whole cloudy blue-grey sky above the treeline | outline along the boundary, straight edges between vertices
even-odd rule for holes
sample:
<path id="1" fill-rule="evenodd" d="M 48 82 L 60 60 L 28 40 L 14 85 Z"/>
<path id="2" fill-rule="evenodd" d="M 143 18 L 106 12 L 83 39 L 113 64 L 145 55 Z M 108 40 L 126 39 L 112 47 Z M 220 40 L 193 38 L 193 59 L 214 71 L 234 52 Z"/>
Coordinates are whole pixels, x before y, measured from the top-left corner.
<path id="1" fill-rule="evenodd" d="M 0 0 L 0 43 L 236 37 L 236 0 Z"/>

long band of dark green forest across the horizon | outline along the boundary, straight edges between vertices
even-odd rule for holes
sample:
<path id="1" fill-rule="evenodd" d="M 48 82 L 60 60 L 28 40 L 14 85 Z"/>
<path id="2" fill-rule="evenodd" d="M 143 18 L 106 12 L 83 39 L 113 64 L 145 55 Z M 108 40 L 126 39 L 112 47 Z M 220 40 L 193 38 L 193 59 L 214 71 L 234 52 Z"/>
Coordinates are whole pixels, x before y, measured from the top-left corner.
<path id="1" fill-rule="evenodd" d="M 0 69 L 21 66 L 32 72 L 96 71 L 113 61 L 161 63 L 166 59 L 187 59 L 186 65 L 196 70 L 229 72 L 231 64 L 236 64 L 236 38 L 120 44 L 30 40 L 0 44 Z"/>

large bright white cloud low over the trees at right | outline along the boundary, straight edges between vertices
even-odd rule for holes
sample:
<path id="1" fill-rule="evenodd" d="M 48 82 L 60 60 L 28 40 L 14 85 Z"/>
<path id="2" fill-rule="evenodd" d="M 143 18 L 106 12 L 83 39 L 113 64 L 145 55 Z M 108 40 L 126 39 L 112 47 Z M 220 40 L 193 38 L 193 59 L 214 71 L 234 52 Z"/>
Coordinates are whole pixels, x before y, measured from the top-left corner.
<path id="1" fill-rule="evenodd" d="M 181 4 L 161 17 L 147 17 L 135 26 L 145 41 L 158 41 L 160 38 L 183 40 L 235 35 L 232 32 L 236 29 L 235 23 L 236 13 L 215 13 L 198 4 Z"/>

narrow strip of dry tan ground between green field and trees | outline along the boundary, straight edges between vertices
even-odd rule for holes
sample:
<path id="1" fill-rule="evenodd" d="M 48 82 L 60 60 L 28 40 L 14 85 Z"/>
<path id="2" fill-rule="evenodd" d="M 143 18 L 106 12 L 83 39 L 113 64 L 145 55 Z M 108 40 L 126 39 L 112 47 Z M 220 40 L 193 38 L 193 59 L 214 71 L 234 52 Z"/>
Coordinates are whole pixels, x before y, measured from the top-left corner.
§ §
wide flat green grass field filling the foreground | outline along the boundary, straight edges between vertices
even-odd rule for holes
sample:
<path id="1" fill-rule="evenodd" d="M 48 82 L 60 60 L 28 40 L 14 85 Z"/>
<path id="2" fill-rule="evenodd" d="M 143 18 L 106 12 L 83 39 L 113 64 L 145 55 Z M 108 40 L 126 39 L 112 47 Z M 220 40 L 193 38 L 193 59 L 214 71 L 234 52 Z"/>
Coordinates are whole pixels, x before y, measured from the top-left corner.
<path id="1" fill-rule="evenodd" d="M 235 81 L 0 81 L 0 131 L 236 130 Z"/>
§ §
# Your task
Count every line in the data that contains the word "field", then give that count and nothing else.

# Answer section
2